Pointing dataset records:
——
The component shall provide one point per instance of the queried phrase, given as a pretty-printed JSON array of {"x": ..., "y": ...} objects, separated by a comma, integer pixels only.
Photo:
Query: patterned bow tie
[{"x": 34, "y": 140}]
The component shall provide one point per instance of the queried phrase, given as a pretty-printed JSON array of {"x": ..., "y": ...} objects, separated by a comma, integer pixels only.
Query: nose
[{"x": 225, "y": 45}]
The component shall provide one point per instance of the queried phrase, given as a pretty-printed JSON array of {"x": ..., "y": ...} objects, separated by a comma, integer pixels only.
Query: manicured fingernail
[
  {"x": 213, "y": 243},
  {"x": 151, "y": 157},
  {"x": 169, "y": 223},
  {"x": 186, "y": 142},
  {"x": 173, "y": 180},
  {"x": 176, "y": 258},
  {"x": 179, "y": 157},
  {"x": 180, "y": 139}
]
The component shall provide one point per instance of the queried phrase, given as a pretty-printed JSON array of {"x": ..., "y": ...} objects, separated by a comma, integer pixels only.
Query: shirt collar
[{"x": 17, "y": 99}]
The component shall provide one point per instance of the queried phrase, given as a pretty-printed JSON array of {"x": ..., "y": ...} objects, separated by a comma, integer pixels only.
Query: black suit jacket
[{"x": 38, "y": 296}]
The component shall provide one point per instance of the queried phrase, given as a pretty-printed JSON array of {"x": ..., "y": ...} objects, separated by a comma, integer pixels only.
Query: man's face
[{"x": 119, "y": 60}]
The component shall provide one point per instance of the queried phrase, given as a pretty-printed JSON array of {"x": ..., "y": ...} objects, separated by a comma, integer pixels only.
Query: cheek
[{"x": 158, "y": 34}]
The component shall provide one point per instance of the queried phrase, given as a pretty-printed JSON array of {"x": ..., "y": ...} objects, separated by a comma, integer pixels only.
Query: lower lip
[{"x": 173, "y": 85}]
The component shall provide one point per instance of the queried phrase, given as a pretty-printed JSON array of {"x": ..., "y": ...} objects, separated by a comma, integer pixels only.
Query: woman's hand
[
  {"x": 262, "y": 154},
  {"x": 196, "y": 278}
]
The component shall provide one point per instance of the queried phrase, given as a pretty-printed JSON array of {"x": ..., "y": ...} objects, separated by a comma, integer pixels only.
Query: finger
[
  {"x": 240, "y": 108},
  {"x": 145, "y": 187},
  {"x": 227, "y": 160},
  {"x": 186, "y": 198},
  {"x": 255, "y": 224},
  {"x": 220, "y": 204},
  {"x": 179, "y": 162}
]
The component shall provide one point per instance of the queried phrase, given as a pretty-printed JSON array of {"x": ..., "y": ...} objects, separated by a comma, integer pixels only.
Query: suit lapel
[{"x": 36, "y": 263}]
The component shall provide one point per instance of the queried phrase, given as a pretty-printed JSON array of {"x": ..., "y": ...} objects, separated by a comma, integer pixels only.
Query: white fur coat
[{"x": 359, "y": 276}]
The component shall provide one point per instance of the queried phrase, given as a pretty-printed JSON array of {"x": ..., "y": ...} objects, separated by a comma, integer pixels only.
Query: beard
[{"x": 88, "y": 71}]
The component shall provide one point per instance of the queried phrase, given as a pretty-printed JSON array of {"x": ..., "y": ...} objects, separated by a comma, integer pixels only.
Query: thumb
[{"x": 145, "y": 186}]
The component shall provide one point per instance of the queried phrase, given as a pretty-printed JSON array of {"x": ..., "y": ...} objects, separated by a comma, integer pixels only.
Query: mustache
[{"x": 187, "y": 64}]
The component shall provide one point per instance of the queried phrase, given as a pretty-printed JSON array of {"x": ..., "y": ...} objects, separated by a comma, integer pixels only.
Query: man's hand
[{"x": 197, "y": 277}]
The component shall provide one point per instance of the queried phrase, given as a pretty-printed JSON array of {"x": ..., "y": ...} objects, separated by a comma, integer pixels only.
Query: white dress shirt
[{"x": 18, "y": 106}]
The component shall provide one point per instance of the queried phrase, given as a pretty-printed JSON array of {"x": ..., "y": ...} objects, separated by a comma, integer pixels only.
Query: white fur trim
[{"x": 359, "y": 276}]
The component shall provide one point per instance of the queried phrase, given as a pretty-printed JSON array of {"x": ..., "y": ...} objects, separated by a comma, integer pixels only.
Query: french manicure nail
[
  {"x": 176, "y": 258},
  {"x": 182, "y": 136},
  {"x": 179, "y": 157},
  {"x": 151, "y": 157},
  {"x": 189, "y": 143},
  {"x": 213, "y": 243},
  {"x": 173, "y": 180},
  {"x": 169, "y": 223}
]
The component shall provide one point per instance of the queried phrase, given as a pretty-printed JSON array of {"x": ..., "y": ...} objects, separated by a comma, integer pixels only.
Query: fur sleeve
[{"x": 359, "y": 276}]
——
SET EXERCISE: Your task is to retype all of the records exactly.

ANSWER TO THE EXERCISE:
The component shall provide one point per instance of the queried phrase, given as a pretty-printed JSON array of {"x": ..., "y": ...} objects, separated by a comma, integer pixels only.
Photo:
Query: patterned bow tie
[{"x": 34, "y": 140}]
The component shall provide one point per instance of the queried phrase, given as a pretty-printed JSON array of {"x": ..., "y": ...} objects, separated by a comma, integer pixels only.
Query: nose
[{"x": 225, "y": 45}]
The component shall provide one point per instance of the queried phrase, given as a pretty-printed JSON array of {"x": ..., "y": ...} objects, separated by a comma, integer pixels only.
Query: manicured fingernail
[
  {"x": 213, "y": 243},
  {"x": 151, "y": 157},
  {"x": 169, "y": 223},
  {"x": 186, "y": 142},
  {"x": 173, "y": 180},
  {"x": 176, "y": 258},
  {"x": 179, "y": 157},
  {"x": 180, "y": 139}
]
The component shall provide one point per instance of the queried phrase, given as a pretty-printed JSON array of {"x": ..., "y": ...} objects, separated by a comma, integer pixels only.
Query: shirt collar
[{"x": 17, "y": 99}]
The component shall provide one point per instance of the queried phrase, given as a pretty-printed JSON array of {"x": ..., "y": ...} objects, separated by a comma, integer pixels only.
Query: black suit jacket
[{"x": 38, "y": 296}]
The component shall provide one point per instance of the queried phrase, given as a pretty-printed JSON array of {"x": ..., "y": ...} objects, separated by a comma, integer pixels only.
Query: man's face
[{"x": 119, "y": 60}]
The component shall provide one point per instance of the queried phrase, given as a pretty-printed JSON array of {"x": ..., "y": ...} objects, separated by a comma, integer pixels only.
Query: cheek
[{"x": 158, "y": 34}]
The component shall provide one point per instance of the queried phrase, given as a pretty-printed JSON array of {"x": ..., "y": ...} objects, separated by a comma, integer pixels only.
Query: lower lip
[{"x": 173, "y": 85}]
The component shall provide one point per instance of the queried phrase, given as a pretty-printed JSON array of {"x": ..., "y": ...} objects, separated by a comma, integer pixels only.
Query: woman's hand
[
  {"x": 262, "y": 154},
  {"x": 196, "y": 278}
]
The component shall provide one point per instance of the queried phrase, given as a pretty-printed JSON array of {"x": ..., "y": ...} objects, separated by a comma, integer pixels only.
Query: finger
[
  {"x": 240, "y": 108},
  {"x": 145, "y": 187},
  {"x": 227, "y": 160},
  {"x": 186, "y": 198},
  {"x": 255, "y": 224},
  {"x": 220, "y": 204},
  {"x": 179, "y": 162}
]
The component shall provide one point per instance of the queried phrase, given as a pretty-printed JSON array of {"x": ..., "y": ...} objects, separated by a comma, integer pixels only.
Query: suit lapel
[{"x": 36, "y": 263}]
The component shall provide one point per instance of the queried phrase, given as a pretty-printed JSON array of {"x": ..., "y": ...} objects, separated by a comma, integer pixels only.
Query: white fur coat
[{"x": 359, "y": 276}]
The component shall provide one point per instance of the queried phrase, given as a pretty-printed JSON array of {"x": ..., "y": ...} objects, separated by a comma, integer pixels only.
Query: beard
[{"x": 88, "y": 71}]
The component shall provide one point per instance of the queried phrase, given as a pretty-printed JSON array of {"x": ..., "y": ...} objects, separated by a comma, integer pixels only.
Query: thumb
[{"x": 145, "y": 186}]
The component shall provide one point per instance of the queried phrase, given as a pretty-printed JSON array of {"x": ..., "y": ...} objects, separated by a comma, integer pixels only.
Query: mustache
[{"x": 187, "y": 64}]
The component shall provide one point per instance of the queried phrase, given as a pretty-printed JSON array of {"x": ..., "y": ...} objects, separated by a comma, integer pixels only.
Query: man's hand
[{"x": 197, "y": 277}]
The component shall provide one point per instance of the queried phrase, given as a pretty-printed JSON array of {"x": ..., "y": ...} objects, separated by a comma, integer pixels only.
Query: white dress shirt
[{"x": 18, "y": 106}]
The component shall provide one point per instance of the queried phrase, given as a pretty-printed JSON array of {"x": ..., "y": ...} objects, separated by a comma, integer pixels only.
Query: white fur trim
[{"x": 359, "y": 276}]
The component shall provide one point per instance of the queried phrase, given as a pretty-printed JSON array of {"x": ..., "y": ...} objects, separated by a comma, integer pixels only.
Query: french manicure nail
[
  {"x": 176, "y": 258},
  {"x": 182, "y": 136},
  {"x": 179, "y": 157},
  {"x": 151, "y": 157},
  {"x": 189, "y": 143},
  {"x": 213, "y": 243},
  {"x": 173, "y": 180},
  {"x": 169, "y": 223}
]
The component shall provide one point per instance of the queried phrase, given as a pretty-printed JSON array of {"x": ..., "y": ...} objects, separated by a comma, integer pixels only.
Query: fur sleeve
[{"x": 359, "y": 276}]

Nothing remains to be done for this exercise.